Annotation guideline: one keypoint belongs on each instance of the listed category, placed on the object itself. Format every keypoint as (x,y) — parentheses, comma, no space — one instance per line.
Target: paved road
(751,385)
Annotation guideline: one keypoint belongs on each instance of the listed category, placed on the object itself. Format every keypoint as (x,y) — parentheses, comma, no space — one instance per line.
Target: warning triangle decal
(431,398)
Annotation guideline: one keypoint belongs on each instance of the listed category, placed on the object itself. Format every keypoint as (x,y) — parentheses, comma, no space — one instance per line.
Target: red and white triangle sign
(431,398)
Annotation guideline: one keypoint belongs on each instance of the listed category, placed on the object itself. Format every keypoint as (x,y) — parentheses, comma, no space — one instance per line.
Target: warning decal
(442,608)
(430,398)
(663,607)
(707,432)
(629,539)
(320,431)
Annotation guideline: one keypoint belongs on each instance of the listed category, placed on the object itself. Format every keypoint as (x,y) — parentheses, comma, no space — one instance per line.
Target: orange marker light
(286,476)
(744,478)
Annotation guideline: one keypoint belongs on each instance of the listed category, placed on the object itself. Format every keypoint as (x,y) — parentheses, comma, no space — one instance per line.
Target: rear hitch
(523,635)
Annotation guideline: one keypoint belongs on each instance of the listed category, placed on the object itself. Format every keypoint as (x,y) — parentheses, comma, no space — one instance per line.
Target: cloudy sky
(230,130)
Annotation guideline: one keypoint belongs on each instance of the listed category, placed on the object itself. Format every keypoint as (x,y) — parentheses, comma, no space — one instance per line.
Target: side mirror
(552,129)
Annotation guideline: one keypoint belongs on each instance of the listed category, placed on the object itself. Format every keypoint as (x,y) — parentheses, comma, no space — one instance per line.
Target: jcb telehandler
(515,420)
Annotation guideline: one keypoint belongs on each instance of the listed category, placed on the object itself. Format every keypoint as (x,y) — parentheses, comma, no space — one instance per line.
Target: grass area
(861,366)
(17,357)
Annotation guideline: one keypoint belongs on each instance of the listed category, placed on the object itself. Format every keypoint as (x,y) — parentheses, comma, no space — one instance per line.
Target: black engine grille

- **What is being asked**: Output each record exactly, leaving nothing out.

- **Answer below**:
Annotation guideline: one keypoint belongs on each instance of the listed category, placed on the object itself. Format every keypoint as (x,y) — parentheses, comma, no space — one instance per line.
Target: paved road
(751,385)
Annotation guideline: one keypoint belongs on each instance of the listed category, placed on the object itself. Format every keypoint as (x,y) — parentheses, comma, no space — one instance per line.
Target: warning triangle decal
(431,398)
Annotation guideline: one keypoint belongs on each instance of the listed category, placed on the object itself. Format every keypoint as (x,y) — parentheses, comma, no space — one instance per line.
Target: red and white triangle sign
(431,398)
Annotation guideline: one keypoint belongs on each instance of the listed category, placed on the object itself. Format every keypoint as (x,y) — parentheses, comma, no space — one instance per line.
Target: warning decal
(442,608)
(430,398)
(663,607)
(707,432)
(629,539)
(320,431)
Annotation guideline: one keypoint belongs on each instance of the listed category, placed on the object itself. Format every keypoint as (x,y) — parentheses, comma, no space — one instance per line.
Target: orange marker light
(286,476)
(744,478)
Annotation guideline: one keypoint belongs on each instance of the listed category, placed on the object itself. Format every keypoint as (x,y) — parentheses, comma, no space — one instance per line.
Target: rear hitch
(523,635)
Annotation guideline: one keypoint belongs on each instance of the listed category, placed on the object itself. Format every keypoint as (x,y) — parentheses, comma, no space — one instance per line.
Target: cloudy sky
(230,130)
Annotation guideline: one keypoint belongs on each instance of the listed category, placed on the object itself. Format every keypoint as (x,y) — parentheses, comma, no space — one instance per line.
Target: side mirror
(552,129)
Annotation guideline: one keypoint belongs on each instance of the listed category, placed on the object itself. Format every keypoint as (x,y) — parentheses, comma, no space — one instance per line.
Target: jcb telehandler
(515,420)
Annotation guideline: one keypoint belongs on each instance of the listed category, placed on the object itself. Format every keypoint as (x,y) — parentheses, comma, no space — one instance per line.
Target: grass area
(861,366)
(17,357)
Annotation guideline: one keypoint belongs on each instance of the listed category, placed on the object itself. Format every keypoint as (x,y) — parentheses, comma, no space — one instance per line.
Target: black engine grille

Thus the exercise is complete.